__Task description__.
All lines of the entries with "every" in them must be listed.

Referring expression data:

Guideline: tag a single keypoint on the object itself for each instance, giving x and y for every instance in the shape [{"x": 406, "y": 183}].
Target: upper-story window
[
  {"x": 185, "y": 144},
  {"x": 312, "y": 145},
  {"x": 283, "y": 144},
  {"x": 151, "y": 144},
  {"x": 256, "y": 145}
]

--

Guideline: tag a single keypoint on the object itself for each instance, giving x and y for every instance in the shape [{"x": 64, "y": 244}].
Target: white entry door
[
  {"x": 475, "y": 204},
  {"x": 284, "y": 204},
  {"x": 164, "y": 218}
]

__Expected answer__.
Guideline: tag a single keypoint on the object itself for each instance, giving x and y for every instance in the shape [{"x": 406, "y": 183}].
Guideline: tag a single keypoint on the object itself for each instance, giving x and y for every instance in the shape [{"x": 64, "y": 244}].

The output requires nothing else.